* [Exercise goal]
The answer is to be the data that follows, transcribed exactly, minus its pictures.

* [Dataset]
=== Begin Enclosure ===

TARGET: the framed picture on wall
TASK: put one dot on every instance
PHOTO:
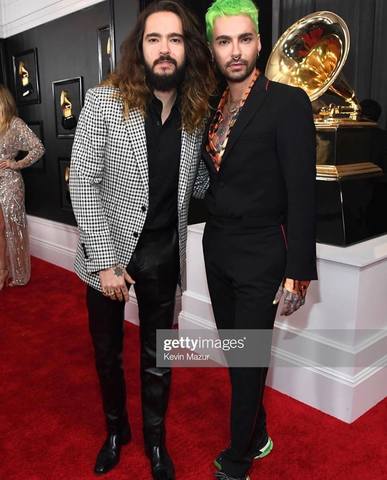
(37, 128)
(68, 101)
(64, 176)
(105, 52)
(26, 77)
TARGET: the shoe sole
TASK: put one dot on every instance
(265, 450)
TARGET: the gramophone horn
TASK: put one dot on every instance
(311, 54)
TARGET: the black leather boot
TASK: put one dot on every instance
(161, 463)
(109, 455)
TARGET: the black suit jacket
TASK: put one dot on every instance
(268, 170)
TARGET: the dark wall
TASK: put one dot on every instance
(67, 47)
(125, 15)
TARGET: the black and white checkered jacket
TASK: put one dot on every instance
(109, 184)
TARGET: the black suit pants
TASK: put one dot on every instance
(244, 267)
(155, 268)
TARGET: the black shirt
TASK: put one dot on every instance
(164, 145)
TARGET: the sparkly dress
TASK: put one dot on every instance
(18, 137)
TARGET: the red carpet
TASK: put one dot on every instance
(50, 416)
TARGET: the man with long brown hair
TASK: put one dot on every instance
(134, 163)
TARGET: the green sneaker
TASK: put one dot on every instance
(265, 449)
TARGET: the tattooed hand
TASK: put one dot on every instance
(294, 295)
(114, 283)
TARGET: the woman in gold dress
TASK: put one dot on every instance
(15, 136)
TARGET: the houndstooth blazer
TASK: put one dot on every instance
(109, 184)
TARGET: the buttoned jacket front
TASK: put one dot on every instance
(109, 183)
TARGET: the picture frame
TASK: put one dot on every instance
(105, 52)
(68, 101)
(26, 77)
(37, 128)
(64, 175)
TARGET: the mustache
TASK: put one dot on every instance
(165, 58)
(233, 62)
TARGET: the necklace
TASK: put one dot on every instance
(222, 124)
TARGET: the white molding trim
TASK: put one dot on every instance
(20, 15)
(56, 243)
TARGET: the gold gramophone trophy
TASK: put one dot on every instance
(311, 55)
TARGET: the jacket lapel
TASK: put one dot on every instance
(253, 103)
(188, 142)
(135, 126)
(205, 154)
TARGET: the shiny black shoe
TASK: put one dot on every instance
(109, 455)
(225, 476)
(161, 463)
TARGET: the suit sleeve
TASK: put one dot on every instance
(86, 175)
(296, 147)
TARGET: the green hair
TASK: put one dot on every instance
(230, 7)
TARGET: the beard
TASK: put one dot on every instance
(239, 76)
(164, 82)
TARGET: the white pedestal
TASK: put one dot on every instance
(345, 316)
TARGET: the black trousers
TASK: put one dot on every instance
(155, 268)
(244, 267)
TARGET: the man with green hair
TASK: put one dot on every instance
(259, 240)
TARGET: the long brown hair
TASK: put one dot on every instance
(7, 108)
(198, 83)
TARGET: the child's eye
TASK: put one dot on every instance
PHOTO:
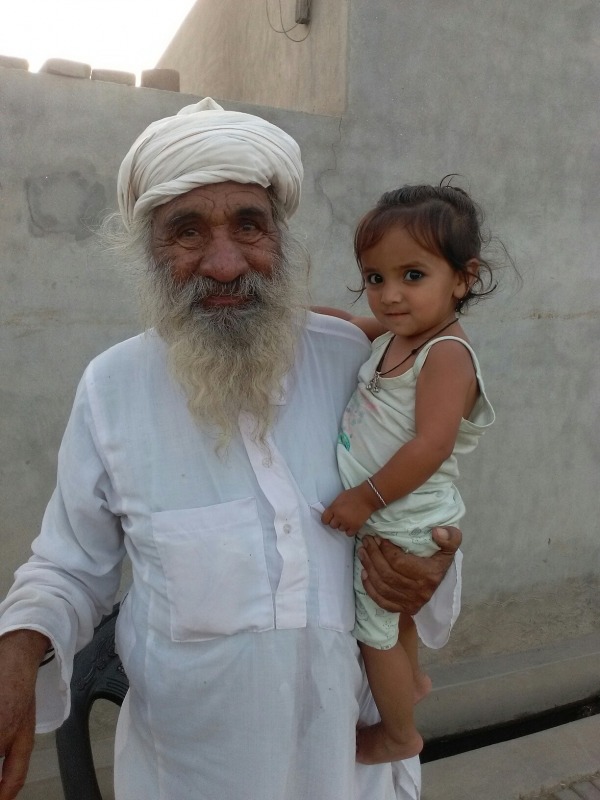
(413, 275)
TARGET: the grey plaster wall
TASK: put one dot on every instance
(504, 93)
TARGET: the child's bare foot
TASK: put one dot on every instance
(422, 686)
(375, 746)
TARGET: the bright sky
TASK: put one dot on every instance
(128, 35)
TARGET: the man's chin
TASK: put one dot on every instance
(217, 303)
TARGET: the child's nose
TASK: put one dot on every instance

=== End Enclosure ===

* [Solution]
TARGET: the framed picture on wall
TASK: put one dot on every instance
PHOTO:
(37, 128)
(68, 101)
(64, 176)
(105, 52)
(26, 77)
TARGET: the shoe sole
TASK: put one dot on every instance
(265, 450)
TARGET: the gramophone horn
TASK: put one dot on every instance
(311, 54)
TARGET: the black leather boot
TASK: put one dot on every instance
(161, 463)
(109, 455)
TARGET: the black suit jacket
TASK: put one dot on every instance
(268, 170)
TARGET: the dark wall
TASK: put one dot on every instance
(67, 47)
(125, 15)
TARGET: the black and white checkered jacket
TASK: put one dot on every instance
(109, 184)
TARGET: the black suit pants
TASK: put one dot on every instance
(244, 267)
(155, 268)
TARGET: the black shirt
TASK: put one dot on every instance
(164, 145)
TARGET: the sparkly dress
TASK: put one dot on every instance
(18, 137)
TARGET: the red carpet
TASK: put one dot on every instance
(50, 416)
TARGET: the man with long brown hair
TASK: put one dot on every instance
(134, 163)
TARGET: the green sneaker
TASK: put one dot on every instance
(265, 449)
TARGET: the tattooed hand
TASK: put one dot on every instance
(294, 295)
(114, 283)
TARGET: the woman in gold dress
TASK: put one dot on every instance
(15, 136)
TARGET: the houndstooth blazer
TASK: put one dot on every instance
(109, 184)
TARGET: the buttoned jacket front
TASK: put one dot on every instance
(109, 183)
TARGET: the picture frame
TASK: put one dot on every instance
(105, 52)
(68, 101)
(26, 77)
(37, 128)
(64, 175)
TARGET: the mustache
TASK: put one dot on every instance
(165, 58)
(233, 62)
TARGET: the necklace
TASK: put one dot on every instance
(222, 124)
TARGET: the white molding trim
TASK: put one dot on every instance
(20, 15)
(56, 243)
TARGET: the gold gramophone trophy
TASK: put one dot on every instance
(311, 55)
TARGET: the jacket lapel
TASK: put one dot on every instance
(253, 103)
(188, 142)
(135, 126)
(205, 154)
TARGET: the shiny black shoe
TASK: put one dot on every instance
(109, 455)
(225, 476)
(161, 463)
TARGET: the suit sleeve
TASK: put one dot on every instance
(86, 175)
(296, 147)
TARGET: the green hair
TASK: put one dot on every instance
(230, 7)
TARGET: the beard
TASK: put one dot on every instance
(239, 76)
(164, 82)
TARGET: the white pedestal
TASK: put one dot on every instance
(345, 316)
TARGET: the black trousers
TASK: put one dot on every instance
(155, 268)
(244, 267)
TARGET: the man with green hair
TASK: put one dot on every instance
(259, 240)
TARGET: the long brown hair
TASK: put one dot on every instance
(7, 108)
(198, 83)
TARGET: the child's eye
TASK: put one dot on every instance
PHOTO:
(413, 275)
TARGET: the grey plaster wall
TASK: put one dot on every instance
(504, 93)
TARGET: the child's bare foot
TASK: put one dot on every instance
(422, 686)
(375, 746)
TARGET: the bright sky
TASK: put one dot on every instance
(128, 35)
TARGET: the man's chin
TASK: put one dot on every instance
(217, 303)
TARGET: the child's nose
TASK: put one dot on every instance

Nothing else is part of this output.